-------- GIVEN RECORDS
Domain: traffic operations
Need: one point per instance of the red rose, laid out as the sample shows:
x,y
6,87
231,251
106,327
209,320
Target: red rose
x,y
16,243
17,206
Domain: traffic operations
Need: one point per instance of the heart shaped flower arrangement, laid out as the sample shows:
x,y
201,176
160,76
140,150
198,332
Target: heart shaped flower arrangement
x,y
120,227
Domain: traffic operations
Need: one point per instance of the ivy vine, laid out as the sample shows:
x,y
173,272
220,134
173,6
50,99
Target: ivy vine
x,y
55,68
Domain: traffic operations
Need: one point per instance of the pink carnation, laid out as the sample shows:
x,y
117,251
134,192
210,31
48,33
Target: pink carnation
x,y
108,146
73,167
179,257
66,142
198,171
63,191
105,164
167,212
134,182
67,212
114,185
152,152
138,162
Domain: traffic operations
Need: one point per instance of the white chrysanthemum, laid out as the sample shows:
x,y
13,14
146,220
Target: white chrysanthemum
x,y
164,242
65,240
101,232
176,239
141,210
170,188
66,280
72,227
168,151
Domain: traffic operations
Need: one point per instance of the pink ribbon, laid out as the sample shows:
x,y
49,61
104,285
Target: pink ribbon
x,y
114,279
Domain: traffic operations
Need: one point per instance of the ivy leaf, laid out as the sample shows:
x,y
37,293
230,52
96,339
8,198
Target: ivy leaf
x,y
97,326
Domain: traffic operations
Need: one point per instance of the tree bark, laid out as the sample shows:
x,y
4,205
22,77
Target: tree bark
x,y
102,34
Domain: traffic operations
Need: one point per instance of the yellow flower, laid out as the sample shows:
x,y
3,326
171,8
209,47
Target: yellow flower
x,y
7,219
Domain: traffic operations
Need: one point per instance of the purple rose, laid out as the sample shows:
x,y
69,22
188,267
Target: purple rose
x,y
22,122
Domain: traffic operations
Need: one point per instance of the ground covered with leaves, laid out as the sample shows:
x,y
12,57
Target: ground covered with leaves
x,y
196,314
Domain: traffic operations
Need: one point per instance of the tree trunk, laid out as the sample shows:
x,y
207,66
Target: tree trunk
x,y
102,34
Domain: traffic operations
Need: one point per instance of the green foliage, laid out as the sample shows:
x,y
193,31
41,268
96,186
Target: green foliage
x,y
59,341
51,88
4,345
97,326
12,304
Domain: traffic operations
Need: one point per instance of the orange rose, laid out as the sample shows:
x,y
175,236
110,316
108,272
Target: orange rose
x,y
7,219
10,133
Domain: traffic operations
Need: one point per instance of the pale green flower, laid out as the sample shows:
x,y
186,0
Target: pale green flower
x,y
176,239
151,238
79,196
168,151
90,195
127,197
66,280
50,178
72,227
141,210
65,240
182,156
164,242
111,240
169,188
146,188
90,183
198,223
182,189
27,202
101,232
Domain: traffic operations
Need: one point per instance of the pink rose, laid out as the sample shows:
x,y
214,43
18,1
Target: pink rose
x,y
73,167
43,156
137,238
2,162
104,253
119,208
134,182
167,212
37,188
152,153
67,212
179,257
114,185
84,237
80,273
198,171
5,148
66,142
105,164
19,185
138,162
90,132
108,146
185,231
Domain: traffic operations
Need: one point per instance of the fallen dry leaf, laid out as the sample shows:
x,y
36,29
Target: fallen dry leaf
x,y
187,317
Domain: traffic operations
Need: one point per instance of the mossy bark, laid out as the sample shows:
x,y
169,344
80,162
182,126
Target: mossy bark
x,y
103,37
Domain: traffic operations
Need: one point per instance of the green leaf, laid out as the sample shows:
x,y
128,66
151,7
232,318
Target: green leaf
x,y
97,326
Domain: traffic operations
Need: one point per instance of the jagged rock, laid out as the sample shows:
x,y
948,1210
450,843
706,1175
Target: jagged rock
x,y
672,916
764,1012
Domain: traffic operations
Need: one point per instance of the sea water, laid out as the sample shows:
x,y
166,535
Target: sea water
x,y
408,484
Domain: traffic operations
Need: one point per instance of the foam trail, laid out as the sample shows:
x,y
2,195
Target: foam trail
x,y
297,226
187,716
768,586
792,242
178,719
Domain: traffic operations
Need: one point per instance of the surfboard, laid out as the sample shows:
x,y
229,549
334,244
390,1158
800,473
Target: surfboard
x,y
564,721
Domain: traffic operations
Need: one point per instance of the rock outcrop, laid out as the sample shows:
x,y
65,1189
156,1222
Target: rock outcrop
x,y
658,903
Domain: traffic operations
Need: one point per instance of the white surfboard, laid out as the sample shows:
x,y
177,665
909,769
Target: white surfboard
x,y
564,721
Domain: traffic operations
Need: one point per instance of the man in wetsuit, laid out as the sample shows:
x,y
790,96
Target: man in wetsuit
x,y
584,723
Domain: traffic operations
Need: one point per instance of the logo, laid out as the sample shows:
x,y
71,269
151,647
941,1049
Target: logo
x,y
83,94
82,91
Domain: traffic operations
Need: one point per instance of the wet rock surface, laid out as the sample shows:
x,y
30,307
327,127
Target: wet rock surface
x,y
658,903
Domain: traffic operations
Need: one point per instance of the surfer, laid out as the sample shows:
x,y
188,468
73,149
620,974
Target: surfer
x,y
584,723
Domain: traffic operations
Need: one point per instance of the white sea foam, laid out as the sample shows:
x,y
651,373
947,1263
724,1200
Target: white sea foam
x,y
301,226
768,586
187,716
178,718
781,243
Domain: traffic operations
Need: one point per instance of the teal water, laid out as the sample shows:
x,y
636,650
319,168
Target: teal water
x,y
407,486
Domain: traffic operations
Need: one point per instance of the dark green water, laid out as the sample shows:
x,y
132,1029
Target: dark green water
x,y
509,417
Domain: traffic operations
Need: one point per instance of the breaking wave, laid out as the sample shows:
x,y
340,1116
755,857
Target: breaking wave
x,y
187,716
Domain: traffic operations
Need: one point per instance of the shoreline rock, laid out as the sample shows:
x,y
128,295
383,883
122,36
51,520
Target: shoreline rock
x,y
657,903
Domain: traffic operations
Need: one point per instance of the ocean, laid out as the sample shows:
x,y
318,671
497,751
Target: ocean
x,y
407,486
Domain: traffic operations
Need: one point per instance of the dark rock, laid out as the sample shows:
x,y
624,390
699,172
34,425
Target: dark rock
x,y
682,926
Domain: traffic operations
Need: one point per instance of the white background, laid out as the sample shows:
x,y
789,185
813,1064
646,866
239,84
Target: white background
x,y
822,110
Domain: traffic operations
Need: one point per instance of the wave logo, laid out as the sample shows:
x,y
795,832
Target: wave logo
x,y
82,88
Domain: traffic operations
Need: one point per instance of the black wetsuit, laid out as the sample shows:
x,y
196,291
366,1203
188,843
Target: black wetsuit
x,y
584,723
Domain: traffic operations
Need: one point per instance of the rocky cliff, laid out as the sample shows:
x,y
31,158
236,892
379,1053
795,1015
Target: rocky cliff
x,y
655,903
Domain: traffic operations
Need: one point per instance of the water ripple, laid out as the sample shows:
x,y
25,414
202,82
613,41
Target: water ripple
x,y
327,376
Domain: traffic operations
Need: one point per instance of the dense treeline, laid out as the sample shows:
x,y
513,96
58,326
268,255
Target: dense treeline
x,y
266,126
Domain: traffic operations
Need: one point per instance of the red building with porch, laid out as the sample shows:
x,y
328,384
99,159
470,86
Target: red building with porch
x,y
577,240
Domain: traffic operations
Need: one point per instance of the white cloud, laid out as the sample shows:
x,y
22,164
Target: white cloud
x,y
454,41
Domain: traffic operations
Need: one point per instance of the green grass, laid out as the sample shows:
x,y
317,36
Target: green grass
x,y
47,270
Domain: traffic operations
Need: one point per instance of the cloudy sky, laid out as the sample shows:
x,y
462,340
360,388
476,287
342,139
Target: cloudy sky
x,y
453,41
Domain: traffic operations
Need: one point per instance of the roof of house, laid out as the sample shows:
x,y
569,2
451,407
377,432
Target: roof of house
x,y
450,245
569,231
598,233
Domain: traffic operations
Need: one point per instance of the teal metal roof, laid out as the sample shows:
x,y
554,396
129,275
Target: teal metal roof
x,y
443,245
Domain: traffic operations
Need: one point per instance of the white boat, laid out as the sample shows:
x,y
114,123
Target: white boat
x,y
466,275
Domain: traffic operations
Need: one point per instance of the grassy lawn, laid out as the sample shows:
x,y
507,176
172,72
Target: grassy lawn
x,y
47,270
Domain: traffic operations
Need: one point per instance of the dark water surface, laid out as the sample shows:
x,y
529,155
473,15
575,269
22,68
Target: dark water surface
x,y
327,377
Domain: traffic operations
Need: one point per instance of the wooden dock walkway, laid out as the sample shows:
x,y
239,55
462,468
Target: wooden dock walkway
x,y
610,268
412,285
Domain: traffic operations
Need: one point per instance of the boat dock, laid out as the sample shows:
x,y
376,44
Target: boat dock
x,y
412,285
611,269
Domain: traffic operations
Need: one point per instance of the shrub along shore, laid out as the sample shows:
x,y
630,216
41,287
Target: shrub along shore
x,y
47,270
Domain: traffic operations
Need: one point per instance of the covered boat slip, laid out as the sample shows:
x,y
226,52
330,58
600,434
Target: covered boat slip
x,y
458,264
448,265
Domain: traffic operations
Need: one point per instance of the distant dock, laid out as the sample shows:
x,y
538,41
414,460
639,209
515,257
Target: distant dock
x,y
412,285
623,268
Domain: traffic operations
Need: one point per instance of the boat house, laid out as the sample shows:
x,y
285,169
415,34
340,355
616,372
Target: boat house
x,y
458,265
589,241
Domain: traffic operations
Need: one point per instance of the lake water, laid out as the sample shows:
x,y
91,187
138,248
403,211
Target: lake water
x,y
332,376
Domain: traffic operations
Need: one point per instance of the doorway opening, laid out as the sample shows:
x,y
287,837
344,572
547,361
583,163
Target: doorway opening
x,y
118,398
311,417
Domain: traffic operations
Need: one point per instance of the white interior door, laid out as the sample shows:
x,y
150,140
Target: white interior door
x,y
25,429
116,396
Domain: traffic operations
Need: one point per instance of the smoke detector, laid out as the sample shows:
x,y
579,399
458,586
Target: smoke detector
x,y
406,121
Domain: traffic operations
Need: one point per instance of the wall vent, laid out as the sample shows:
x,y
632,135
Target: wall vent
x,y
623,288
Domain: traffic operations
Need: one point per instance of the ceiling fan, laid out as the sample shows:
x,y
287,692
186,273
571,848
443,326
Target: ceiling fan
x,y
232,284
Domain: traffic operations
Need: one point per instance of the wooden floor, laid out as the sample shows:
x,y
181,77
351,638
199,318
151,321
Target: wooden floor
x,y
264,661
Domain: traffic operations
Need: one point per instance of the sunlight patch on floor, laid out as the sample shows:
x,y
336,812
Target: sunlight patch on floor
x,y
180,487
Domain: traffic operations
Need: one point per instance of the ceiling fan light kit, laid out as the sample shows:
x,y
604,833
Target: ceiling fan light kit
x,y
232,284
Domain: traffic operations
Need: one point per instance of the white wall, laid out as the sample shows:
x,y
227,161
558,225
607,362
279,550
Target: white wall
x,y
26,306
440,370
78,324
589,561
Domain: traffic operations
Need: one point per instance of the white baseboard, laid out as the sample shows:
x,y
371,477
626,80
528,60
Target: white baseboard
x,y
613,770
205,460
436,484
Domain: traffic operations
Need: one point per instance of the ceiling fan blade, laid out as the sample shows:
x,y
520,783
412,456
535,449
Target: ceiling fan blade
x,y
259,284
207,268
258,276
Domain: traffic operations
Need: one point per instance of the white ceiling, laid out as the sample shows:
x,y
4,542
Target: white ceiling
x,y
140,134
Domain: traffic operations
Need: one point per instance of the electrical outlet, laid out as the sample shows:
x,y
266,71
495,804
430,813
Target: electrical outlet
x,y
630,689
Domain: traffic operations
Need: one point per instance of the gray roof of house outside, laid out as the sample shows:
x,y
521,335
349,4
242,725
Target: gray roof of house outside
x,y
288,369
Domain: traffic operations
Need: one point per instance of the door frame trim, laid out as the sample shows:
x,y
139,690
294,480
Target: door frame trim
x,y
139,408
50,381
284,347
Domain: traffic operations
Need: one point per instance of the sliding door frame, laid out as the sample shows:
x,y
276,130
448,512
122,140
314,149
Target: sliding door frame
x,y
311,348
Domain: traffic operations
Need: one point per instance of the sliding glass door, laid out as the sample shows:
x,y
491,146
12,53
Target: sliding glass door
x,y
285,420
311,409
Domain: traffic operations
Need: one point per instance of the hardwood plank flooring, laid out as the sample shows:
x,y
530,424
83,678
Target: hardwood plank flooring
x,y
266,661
----------------
> [YOUR OBJECTIVE]: List every line above that contains the string "wave", copying each one in full. Case counts.

> [RESPONSE FOR THIS EXERCISE]:
Need: one point per instance of the breaking wave, laid out as the sample shows:
Target: breaking wave
Need: one point per instance of the wave logo, laid out as the sample shows:
Target: wave logo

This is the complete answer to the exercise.